The tasks:
1/ Translate the sentence "I want to spend my money wisely." from the thread on aluminum versus carbon arrows into Spanish.
2/ Quote word for word the stretch of the thread from "# Alum or Carbon" through "for your opinions.".

Article:
────────
# Alum or Carbon for indoor FITA



## michigan ken (Mar 25, 2007)

After being out of the sport for a number of years due to work obligations, I finally got the opportunity to jump back in to it full force last year. I purchased a 1/2 doz. x-jammers from a friend and was very pleased with the results. Well it's time to buy more arrows and I was wondering if I am giving up any thing by shooting .003 streightness vs. .001 in a X7, or will the carbons be more consistent over time? I want to spend my money wisely. Thanks for your opinions.


----------



## DRFrance (Feb 4, 2006)

*Ratings are improved*

The ratings are improving for your arrows... and they last longer in the target butts. I seem to get much longer life from my X-Jammers as well.

Good luck


----------



## AT_X_HUNTER (Aug 10, 2005)

Personally I get way more life out of my carbons. I would go through a dozen alums a year. I still have my first set of carbons. last year I went to CX with the X-Jammers and I haven't looked back.


----------



## michigan ken (Mar 25, 2007)

Thanks for your posts.


----------



## field14 (May 21, 2002)

The GoldTip 22-series, in the Ultra-lite Pro's have the same tolerances as the ACC....0.001

"Large diameter shafts don’t have to be heavy. Nor do lightweight shafts have to be week. The Ultralight Series 22 is the perfect marriage of light weight, large diameter and Gold Tip toughness. When tested against other large diameter carbon shafts, the Ultralight Series 22 has shown nearly double the impact strength, and at an amazing 7.3grains per inch. Ultralight Series 22 arrows are available in two grades, the standard Ultralight at +/-005” and the _Ultralight Pro at +/-.001”, and are FITA legal at a .338” outside diameter."_

Here's the GoldTip link.....just offering up another carbon arrow possibility.

http://www.goldtip.com/products/family.asp?cid=5-1D2A3285-C550-4D31-970B-C46174815B46&rnd=240664640

field14


----------
────────
Material provided:
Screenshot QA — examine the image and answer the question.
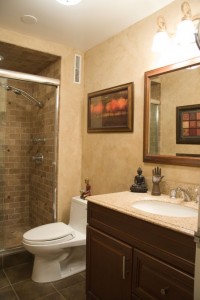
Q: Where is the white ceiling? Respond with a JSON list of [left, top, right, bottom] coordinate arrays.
────────
Answers to the exercise:
1/ Quiero gastar mi dinero sabiamente.

2/
# Alum or Carbon for indoor FITA



## michigan ken (Mar 25, 2007)

After being out of the sport for a number of years due to work obligations, I finally got the opportunity to jump back in to it full force last year. I purchased a 1/2 doz. x-jammers from a friend and was very pleased with the results. Well it's time to buy more arrows and I was wondering if I am giving up any thing by shooting .003 streightness vs. .001 in a X7, or will the carbons be more consistent over time? I want to spend my money wisely. Thanks for your opinions.